** DIRECTION **
Give back, unchanged, each line from the one containing "Exercise. Mark the stone paving" through the last line of the entries below.

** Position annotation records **
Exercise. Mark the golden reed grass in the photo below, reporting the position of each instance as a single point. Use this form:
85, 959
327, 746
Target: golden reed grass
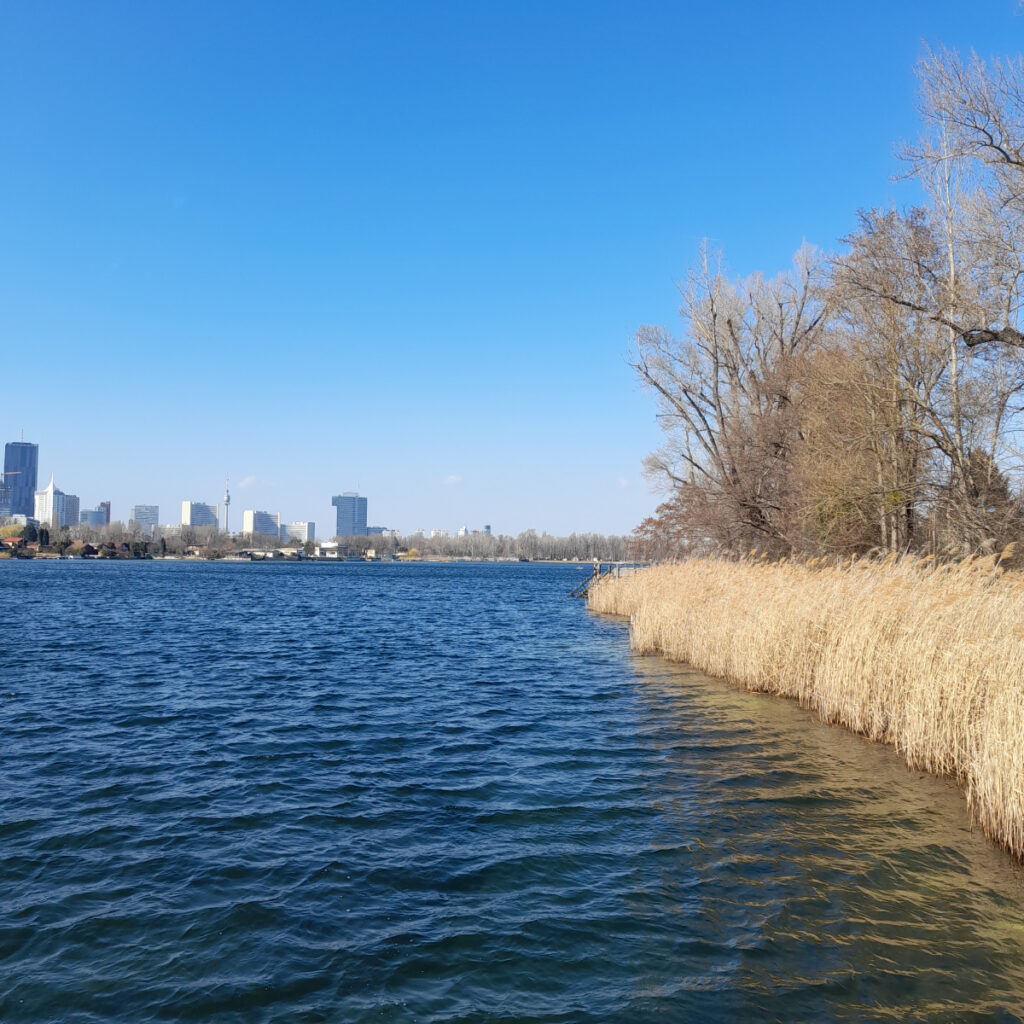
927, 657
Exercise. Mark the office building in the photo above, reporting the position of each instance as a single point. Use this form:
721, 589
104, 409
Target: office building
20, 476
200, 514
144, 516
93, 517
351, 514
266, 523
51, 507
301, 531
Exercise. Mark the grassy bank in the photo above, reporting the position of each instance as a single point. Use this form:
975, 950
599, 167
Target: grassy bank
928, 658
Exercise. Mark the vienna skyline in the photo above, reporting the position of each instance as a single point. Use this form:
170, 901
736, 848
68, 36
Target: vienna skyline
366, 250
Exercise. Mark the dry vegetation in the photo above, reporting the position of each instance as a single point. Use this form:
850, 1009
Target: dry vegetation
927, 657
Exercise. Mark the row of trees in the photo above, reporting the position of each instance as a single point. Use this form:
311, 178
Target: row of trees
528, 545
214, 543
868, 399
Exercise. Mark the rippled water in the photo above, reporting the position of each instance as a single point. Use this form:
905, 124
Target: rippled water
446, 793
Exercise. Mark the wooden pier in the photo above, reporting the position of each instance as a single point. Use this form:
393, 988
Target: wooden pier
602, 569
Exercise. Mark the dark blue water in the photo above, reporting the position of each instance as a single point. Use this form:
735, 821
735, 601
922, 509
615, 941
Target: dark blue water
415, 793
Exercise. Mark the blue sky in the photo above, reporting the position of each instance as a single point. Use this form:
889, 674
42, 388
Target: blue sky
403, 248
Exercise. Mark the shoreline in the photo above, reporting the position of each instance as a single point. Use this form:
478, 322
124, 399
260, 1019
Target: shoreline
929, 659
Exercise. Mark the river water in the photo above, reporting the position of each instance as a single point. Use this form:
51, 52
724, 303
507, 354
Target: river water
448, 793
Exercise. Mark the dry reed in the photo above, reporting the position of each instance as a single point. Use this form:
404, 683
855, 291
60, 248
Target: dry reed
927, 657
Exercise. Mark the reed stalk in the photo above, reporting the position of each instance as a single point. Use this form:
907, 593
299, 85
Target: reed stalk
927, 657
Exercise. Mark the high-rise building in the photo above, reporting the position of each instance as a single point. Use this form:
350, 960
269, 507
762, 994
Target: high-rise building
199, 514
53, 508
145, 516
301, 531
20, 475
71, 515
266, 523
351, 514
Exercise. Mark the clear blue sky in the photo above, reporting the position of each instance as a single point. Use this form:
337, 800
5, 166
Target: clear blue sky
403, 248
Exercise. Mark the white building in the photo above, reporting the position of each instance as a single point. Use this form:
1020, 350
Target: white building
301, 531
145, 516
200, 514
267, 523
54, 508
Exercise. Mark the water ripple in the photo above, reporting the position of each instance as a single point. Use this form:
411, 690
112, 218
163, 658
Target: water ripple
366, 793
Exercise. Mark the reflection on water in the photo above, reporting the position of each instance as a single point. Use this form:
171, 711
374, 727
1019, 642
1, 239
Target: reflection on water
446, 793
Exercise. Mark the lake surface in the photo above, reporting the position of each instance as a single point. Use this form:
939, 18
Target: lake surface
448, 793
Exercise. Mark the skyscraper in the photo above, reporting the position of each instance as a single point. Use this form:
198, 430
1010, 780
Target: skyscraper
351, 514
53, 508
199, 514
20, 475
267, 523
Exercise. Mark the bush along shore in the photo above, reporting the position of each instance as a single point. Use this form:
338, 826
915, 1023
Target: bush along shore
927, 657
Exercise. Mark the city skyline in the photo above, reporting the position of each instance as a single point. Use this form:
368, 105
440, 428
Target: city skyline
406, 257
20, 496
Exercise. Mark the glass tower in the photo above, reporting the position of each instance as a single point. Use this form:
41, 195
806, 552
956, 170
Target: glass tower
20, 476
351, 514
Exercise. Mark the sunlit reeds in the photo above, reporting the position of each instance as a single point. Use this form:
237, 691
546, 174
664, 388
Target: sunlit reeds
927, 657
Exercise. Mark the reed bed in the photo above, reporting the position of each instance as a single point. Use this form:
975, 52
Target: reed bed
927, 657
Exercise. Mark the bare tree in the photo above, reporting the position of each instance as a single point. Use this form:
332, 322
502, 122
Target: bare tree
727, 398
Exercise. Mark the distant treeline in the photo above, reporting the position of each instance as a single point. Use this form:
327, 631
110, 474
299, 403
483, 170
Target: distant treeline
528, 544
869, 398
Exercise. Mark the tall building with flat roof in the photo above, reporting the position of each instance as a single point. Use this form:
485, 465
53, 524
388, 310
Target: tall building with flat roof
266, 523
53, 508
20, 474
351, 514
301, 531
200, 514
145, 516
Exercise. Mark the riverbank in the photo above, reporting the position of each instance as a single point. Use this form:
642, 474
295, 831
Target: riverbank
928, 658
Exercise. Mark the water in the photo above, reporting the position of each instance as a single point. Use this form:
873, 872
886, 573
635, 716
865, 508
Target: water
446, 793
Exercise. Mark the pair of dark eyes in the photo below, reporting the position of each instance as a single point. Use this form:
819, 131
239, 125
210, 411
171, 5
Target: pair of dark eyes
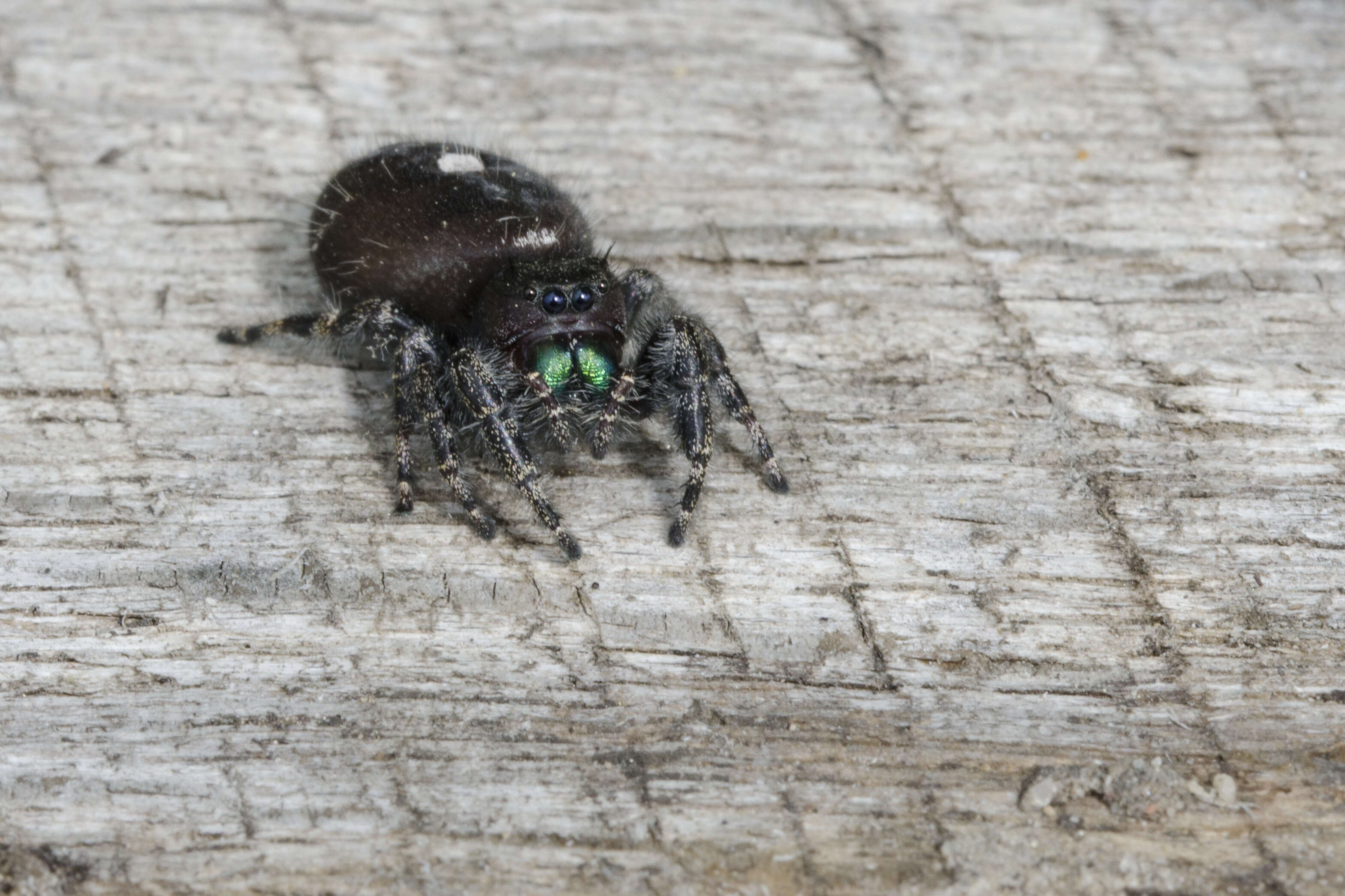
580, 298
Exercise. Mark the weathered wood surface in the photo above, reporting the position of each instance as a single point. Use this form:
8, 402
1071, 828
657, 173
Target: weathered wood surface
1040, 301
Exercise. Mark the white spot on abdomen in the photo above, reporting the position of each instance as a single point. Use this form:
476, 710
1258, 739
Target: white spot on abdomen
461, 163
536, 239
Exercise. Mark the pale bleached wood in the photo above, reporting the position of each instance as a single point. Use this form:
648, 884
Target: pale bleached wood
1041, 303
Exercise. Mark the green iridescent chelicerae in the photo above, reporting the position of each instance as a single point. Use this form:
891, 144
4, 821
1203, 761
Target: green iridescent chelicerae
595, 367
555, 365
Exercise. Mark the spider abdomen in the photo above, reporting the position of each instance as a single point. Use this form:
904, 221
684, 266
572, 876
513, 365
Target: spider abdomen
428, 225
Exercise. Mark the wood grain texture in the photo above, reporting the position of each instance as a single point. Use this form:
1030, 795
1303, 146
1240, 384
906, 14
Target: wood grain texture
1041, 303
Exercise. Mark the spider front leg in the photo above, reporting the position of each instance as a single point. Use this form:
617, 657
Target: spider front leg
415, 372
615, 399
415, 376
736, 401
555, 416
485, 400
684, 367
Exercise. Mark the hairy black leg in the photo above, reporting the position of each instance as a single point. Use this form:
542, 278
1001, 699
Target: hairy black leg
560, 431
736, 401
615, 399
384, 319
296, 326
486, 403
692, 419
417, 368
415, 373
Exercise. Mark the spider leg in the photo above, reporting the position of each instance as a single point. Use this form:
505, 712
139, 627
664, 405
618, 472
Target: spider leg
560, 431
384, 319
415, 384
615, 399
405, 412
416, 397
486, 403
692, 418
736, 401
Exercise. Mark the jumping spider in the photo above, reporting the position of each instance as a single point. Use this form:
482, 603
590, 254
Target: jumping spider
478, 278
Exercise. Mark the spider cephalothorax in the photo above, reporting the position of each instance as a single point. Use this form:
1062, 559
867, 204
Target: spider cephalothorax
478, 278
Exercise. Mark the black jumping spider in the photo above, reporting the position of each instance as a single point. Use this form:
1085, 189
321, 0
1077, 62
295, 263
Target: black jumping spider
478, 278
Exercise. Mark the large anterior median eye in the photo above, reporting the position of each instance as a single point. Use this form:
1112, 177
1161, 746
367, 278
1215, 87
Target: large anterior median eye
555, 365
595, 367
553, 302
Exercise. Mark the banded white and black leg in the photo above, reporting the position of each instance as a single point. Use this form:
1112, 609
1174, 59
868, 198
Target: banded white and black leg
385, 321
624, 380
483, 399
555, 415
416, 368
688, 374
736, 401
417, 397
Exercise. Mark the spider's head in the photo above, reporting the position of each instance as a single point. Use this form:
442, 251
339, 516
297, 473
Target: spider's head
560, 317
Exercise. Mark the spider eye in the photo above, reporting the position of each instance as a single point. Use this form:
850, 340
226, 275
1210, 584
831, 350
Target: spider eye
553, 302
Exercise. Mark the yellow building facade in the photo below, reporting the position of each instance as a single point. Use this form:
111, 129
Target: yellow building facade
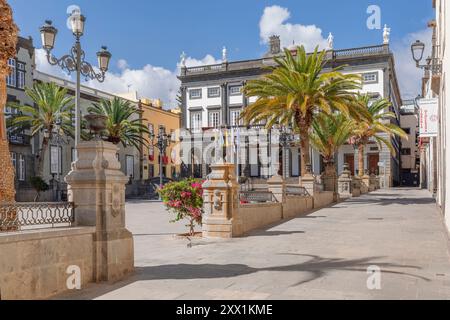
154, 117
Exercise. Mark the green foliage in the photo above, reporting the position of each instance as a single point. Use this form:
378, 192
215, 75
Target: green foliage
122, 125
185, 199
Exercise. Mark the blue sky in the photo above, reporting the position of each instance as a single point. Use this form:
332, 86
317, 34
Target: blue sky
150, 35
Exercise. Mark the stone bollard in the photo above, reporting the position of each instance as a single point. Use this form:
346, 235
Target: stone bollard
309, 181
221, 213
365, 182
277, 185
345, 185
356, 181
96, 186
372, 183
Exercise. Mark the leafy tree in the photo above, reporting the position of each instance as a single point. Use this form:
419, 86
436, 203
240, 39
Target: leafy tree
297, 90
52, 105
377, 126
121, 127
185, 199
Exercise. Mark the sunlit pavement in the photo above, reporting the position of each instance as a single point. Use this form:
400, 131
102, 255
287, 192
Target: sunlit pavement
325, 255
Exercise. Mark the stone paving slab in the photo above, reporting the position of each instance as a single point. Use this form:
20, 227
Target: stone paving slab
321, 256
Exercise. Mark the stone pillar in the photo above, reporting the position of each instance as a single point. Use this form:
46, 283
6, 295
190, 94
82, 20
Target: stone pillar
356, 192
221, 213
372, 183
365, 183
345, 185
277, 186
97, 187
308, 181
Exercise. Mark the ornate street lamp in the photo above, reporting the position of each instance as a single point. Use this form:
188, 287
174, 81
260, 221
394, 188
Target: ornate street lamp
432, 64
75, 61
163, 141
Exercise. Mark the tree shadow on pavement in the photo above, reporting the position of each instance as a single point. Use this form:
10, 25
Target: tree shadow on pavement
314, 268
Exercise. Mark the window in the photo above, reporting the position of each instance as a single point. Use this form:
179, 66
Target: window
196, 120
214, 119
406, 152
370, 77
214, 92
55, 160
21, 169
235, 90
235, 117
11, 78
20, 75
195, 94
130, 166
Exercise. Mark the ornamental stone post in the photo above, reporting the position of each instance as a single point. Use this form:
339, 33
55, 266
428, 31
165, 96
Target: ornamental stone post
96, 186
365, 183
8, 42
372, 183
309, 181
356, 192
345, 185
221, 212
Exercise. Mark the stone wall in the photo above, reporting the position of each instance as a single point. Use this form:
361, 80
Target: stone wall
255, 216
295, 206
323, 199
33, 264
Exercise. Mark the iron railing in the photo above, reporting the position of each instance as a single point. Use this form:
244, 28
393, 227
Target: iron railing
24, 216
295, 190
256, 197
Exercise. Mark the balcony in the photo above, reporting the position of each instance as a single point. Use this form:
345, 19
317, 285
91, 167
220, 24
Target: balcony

** FINISHED EXERCISE **
Exercise. Mark the stone paving slab in the photo above, reporting the position of each instance as a single point. Use this form:
20, 227
Target: stone paving slab
321, 256
Exercise. Mark the stone pillar in the photo above, reporting the position of each instance as a single point. Use this form:
46, 283
6, 295
190, 94
82, 20
Target: stone pillar
356, 192
221, 213
372, 183
365, 183
345, 185
277, 186
97, 187
308, 181
Exercise. Mark the ornate street lamp in the photo above, reporting the position of each instance as a single point. Use this form:
188, 287
174, 81
260, 221
394, 188
Target: ornate street lamp
432, 64
75, 61
163, 141
Exercise. Mark the tree shadow on pavement in the photo above, reporting the position of each instance as a single point. Use this form:
10, 25
Target: tree shadow on pavement
314, 268
Exercise. Mark the window in the photo above, reporting the position of each instance as a single point. Use this form:
179, 66
Target: window
196, 120
214, 119
406, 152
370, 77
214, 92
55, 160
21, 169
235, 90
235, 117
11, 78
20, 75
195, 94
130, 166
Exercise. Mark the ornamental stone post in the photo above, reporting the position of each instance as a single point. Use this form:
339, 33
55, 266
428, 31
165, 96
Target: ornamental stone post
96, 186
365, 183
8, 42
372, 183
309, 181
356, 192
345, 185
221, 212
Exercise. Mark the stone wall in the photo above, reporting the position of each instance as a single point. Use this form:
361, 80
Target: stone wall
255, 216
295, 206
323, 199
33, 264
Exercise. Mark the iron railing in the photo above, reporting the position of each instance as a single point. Use this form:
244, 28
393, 227
Target: iron railing
24, 216
295, 190
256, 197
Exercise. Mark the balcony in the photo above, reporting the position of each instance as a single point. Use this form:
345, 19
317, 285
91, 167
220, 24
Target: balcony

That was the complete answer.